:: What you have to do ::
Take the stretch of the data below from the line containing "For the test set, locate each instance of the roof" through the last line and put only those lines into a numbered list, skipping any blank lines.

:: Extracted entries ::
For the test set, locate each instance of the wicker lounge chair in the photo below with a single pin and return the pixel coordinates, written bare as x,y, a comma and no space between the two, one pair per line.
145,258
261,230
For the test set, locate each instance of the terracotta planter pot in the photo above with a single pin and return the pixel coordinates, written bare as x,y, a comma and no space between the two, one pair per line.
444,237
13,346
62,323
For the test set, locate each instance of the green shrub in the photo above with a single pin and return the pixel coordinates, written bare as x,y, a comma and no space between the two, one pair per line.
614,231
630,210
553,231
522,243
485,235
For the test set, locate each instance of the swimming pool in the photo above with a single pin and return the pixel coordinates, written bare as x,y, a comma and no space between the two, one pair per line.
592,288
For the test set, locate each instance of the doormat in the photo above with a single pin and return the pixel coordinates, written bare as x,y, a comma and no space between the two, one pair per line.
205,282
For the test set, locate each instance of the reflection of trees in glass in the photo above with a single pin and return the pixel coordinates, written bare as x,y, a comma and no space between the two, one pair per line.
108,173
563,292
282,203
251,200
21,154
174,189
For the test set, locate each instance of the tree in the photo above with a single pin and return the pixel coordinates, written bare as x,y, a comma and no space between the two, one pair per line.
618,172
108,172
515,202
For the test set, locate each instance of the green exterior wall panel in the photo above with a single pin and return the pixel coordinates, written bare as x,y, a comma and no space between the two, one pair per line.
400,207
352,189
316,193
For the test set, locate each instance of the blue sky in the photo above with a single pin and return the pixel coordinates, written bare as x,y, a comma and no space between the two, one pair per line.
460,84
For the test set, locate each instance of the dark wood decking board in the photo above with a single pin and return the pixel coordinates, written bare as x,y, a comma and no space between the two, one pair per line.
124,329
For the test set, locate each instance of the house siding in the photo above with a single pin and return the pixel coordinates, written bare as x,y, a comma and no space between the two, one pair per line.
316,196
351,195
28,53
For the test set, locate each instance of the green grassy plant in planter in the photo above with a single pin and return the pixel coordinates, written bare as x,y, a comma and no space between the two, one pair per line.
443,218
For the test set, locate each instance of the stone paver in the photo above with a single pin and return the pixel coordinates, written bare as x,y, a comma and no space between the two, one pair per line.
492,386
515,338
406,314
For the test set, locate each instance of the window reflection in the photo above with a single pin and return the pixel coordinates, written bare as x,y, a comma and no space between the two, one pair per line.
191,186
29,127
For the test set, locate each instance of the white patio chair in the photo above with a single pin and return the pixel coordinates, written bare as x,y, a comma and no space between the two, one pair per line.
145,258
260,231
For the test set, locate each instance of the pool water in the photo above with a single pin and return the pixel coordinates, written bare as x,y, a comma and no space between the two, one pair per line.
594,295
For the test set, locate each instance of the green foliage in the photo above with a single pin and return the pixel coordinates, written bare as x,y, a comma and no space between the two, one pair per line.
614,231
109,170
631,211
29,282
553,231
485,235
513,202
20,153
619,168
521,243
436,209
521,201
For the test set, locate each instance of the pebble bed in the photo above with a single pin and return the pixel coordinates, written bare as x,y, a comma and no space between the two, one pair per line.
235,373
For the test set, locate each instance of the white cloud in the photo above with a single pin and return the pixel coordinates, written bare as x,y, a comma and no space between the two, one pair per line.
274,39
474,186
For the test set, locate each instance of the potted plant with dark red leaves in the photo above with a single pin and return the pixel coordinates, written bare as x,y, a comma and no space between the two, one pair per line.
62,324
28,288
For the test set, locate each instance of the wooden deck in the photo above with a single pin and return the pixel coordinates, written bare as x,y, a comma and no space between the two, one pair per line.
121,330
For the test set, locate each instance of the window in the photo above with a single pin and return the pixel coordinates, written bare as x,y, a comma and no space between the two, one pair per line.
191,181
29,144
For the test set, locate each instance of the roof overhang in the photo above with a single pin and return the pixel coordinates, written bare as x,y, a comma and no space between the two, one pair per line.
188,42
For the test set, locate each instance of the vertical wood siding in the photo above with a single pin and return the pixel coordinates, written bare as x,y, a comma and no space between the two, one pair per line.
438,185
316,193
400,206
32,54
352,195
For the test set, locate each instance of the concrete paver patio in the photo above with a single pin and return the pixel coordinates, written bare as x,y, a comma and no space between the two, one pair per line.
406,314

:: Result for this task ::
1. For the test set, locate each instance of the roof overhang in the photo above with a single pin and return the pixel coordinates, written bare as x,y, a comma and no space between the two, one pair per line.
2. 188,42
3. For the test set, locate each instance of the vertical wood siding in the photo above with a single pin and return the pixel coordinates, written bare as x,y, a comma and no space between the two, one pair per line.
4. 438,185
5. 316,193
6. 400,206
7. 32,54
8. 352,195
9. For the test set, locate each instance of the concrete paver patio in the photo above with a single pin and return the pixel coordinates, written bare as x,y, a comma and no space between the two, one pair per line.
10. 406,314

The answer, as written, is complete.